Source data.
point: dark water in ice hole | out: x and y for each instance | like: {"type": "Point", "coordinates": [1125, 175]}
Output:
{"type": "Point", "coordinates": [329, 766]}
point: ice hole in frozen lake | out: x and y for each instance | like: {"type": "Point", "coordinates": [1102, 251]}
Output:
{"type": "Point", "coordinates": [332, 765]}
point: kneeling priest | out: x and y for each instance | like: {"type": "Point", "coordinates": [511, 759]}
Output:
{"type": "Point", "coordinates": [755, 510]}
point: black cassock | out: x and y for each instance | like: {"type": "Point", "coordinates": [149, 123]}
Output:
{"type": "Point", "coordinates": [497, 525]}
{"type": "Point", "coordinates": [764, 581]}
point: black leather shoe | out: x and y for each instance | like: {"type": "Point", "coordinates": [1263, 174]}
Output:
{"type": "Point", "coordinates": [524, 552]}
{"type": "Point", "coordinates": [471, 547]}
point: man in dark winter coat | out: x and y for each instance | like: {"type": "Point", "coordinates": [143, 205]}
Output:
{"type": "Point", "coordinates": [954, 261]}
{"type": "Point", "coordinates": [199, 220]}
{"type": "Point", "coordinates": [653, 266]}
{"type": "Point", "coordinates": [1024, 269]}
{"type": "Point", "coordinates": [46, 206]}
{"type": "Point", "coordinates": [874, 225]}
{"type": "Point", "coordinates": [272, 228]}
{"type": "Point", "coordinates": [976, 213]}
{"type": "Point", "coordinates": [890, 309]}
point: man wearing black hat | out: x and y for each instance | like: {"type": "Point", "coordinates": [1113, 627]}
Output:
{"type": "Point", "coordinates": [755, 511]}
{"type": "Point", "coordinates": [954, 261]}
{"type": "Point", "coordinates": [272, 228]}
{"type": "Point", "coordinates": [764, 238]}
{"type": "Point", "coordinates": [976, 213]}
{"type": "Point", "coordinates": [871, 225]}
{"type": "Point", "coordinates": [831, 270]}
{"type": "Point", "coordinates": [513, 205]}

About this exercise. For each record above, write it out again exactly.

Task answer.
point: dark water in ice hole | out: x and y for each instance | like: {"type": "Point", "coordinates": [1125, 175]}
Output:
{"type": "Point", "coordinates": [329, 766]}
point: ice hole in frozen lake | out: x and y for each instance | like: {"type": "Point", "coordinates": [1102, 251]}
Output:
{"type": "Point", "coordinates": [332, 765]}
point: kneeling priest | out: x and y for each instance | like: {"type": "Point", "coordinates": [511, 759]}
Output:
{"type": "Point", "coordinates": [755, 510]}
point: black cassock | out: x and y for each instance | like: {"type": "Point", "coordinates": [149, 123]}
Output:
{"type": "Point", "coordinates": [497, 525]}
{"type": "Point", "coordinates": [764, 581]}
point: black leather shoe | out: x and y for each instance | like: {"type": "Point", "coordinates": [1263, 174]}
Output:
{"type": "Point", "coordinates": [524, 552]}
{"type": "Point", "coordinates": [471, 547]}
point: man in dark winter coat | out: x and y for each instance | like: {"type": "Point", "coordinates": [143, 205]}
Output:
{"type": "Point", "coordinates": [954, 261]}
{"type": "Point", "coordinates": [199, 220]}
{"type": "Point", "coordinates": [653, 266]}
{"type": "Point", "coordinates": [1024, 269]}
{"type": "Point", "coordinates": [46, 206]}
{"type": "Point", "coordinates": [874, 225]}
{"type": "Point", "coordinates": [272, 228]}
{"type": "Point", "coordinates": [976, 213]}
{"type": "Point", "coordinates": [890, 309]}
point: man wearing black hat | out: x and y for each instance | like: {"type": "Point", "coordinates": [1113, 627]}
Output:
{"type": "Point", "coordinates": [755, 511]}
{"type": "Point", "coordinates": [954, 261]}
{"type": "Point", "coordinates": [272, 228]}
{"type": "Point", "coordinates": [764, 238]}
{"type": "Point", "coordinates": [976, 213]}
{"type": "Point", "coordinates": [871, 225]}
{"type": "Point", "coordinates": [831, 270]}
{"type": "Point", "coordinates": [513, 205]}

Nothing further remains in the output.